Quote the stretch of the Flexible Search extract below from "In particular, A" through "treated as text)." word for word.

[Start of Page extract]

If an undefined RRType is specified (i.e. not in the DNS RFCs), then an error is returned with message “Error: RRTYPE has an unsupported value”.
The RRtype ANY is modified somewhat from its usual meaning. A search for RRtype ANY will match any Flexible Search-indexed RRtype. ANY is the default if RRTYPE is not specified.
DNSSEC records are not searchable nor returned with Flexible Search. Therefore, the following DNSSEC-related RRtypes are not permitted:
- DLV
- DNSKEY
- DS
- NSEC
- NSEC3,
- NSEC3PARAM
- RRSIG
- nor our own synthetic ANY-DNSSEC.
If one of those DNSSEC RRTypes is specified, then an error is returned with message “Error: RRTYPE has an unsupported DNSSEC value”.
Only the following RRTypees (plus their TYPE# equivalents) are indexed for RData queries:
- CNAME
- HINFO
- MX
- NAPTR
- NS
- PTR
- RP
- SOA
- SPF
- SRV
- TXT
If another RRType is provided for an RData query, then an error is returned with message “Error: rdata searches are not allowed for the specified RRType”.
In particular, A and AAAA records do not have their RData indexed. This means that if you’re searching for IPs, IP ranges, or CIDRs you should probably be using Standard DNSDB (any IPs that do get indexed in Flexible Search just get treated as text).
SOA records
An example full SOA record’s rdata value is
"fsi.io. hostmaster.fsi.io. 2014100635 7200 3600 604800 3600"
. In
the Flex API, SOA record values will be truncated to just mname,
space, rname. The other portions of SOA records (serial number, zone
timers, and minimum/error TTL) are not indexed nor available from the
Flex API, but you can pivot to Standard Search for full values.
Due to the truncation of SOA records, they may not longer appear unique, and using time-fencing to match SOA records may not work as expected. For example, if you use time-fencing to select only “old” SOA records, you might find they don’t exist in the Flex API but do exist in the Standard Search API. The Flex API will have that SOA record, but across a much longer period of time.
Here’s a simplified example: dnsdbq -r fsi.io -t SOA -l 0
will
return tens of thousands of rows, with an earliest time_first of 2014-10-09
20:24:59 and a latest time_last around the past hour. dnsdbflex
will return just one record encompassing that entire period.

[End of Page extract]
[Start of Material shown]

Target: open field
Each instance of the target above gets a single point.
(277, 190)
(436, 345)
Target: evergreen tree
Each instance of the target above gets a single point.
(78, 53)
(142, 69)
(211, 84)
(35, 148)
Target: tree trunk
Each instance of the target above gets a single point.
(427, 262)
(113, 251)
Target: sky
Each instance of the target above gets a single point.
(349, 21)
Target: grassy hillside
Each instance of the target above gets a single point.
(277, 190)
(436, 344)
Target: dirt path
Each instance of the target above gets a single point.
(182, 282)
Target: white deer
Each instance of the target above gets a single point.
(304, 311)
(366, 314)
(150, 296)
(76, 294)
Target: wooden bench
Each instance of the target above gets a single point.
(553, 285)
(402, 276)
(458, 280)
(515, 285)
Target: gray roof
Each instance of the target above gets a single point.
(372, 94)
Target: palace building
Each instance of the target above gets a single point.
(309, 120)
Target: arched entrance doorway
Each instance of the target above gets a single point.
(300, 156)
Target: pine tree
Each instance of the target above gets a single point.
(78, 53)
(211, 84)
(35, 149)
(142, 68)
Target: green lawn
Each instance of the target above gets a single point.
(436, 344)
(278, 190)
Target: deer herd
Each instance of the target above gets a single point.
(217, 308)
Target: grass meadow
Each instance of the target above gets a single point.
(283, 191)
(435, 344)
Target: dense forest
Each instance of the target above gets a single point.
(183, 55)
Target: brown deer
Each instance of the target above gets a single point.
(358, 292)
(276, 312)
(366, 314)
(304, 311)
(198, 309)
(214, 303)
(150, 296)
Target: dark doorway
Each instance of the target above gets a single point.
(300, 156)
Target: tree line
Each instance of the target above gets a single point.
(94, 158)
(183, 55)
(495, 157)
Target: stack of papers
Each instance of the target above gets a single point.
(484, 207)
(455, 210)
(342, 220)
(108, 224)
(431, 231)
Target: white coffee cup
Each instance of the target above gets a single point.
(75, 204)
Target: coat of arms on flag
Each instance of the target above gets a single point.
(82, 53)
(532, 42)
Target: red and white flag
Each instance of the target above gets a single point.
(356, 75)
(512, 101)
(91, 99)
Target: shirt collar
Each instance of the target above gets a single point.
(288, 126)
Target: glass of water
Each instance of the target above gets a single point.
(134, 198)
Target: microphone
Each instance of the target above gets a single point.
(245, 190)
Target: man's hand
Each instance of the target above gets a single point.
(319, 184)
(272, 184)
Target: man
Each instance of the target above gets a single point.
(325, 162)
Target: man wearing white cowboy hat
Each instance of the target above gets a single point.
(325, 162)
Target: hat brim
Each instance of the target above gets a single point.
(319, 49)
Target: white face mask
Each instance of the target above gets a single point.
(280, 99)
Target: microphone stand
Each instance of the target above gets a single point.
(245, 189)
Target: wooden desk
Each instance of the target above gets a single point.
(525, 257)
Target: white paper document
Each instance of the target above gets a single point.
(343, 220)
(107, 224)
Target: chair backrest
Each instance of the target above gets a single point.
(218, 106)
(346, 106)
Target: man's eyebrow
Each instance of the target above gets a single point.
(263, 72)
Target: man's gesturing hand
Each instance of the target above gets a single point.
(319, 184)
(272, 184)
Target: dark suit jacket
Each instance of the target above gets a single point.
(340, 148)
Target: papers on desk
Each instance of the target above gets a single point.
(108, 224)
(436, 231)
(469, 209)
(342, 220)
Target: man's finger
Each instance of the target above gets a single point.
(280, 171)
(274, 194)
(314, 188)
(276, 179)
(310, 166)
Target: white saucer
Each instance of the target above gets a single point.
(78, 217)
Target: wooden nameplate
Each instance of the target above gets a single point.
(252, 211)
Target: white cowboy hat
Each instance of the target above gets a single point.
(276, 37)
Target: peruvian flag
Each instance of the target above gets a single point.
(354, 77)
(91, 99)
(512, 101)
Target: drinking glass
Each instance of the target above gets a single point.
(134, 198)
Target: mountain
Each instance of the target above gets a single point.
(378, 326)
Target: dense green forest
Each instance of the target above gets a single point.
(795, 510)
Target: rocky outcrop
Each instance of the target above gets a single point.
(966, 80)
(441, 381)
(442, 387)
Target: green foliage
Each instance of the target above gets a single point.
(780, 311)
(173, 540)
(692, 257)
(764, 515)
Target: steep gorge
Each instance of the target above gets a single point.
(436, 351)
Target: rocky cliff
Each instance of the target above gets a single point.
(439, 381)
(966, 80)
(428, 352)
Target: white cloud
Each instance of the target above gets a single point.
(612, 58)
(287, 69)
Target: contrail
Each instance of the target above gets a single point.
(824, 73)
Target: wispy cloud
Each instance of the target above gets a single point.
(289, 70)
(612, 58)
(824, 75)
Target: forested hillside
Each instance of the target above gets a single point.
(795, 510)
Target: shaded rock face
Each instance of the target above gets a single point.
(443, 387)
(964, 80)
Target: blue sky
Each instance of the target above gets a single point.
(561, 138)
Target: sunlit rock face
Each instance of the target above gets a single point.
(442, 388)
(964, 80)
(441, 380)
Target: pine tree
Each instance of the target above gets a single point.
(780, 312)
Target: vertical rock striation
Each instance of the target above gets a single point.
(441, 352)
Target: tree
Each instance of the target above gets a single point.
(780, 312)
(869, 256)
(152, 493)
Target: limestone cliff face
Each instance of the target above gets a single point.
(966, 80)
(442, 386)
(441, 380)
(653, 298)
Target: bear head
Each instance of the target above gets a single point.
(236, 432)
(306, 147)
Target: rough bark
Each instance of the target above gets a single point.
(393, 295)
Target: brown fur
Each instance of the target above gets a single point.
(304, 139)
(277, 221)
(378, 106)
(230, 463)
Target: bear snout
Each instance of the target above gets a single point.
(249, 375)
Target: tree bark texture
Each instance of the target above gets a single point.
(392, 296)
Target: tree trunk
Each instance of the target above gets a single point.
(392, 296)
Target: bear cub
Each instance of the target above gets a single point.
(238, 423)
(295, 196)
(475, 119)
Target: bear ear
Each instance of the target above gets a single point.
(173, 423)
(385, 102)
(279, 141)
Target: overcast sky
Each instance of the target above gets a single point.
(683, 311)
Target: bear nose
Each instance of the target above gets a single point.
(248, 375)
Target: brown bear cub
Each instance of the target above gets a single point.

[End of Material shown]

* [Problem solution]
In particular, A and AAAA records do not have their RData indexed. This means that if you’re searching for IPs, IP ranges, or CIDRs you should probably be using Standard DNSDB (any IPs that do get indexed in Flexible Search just get treated as text).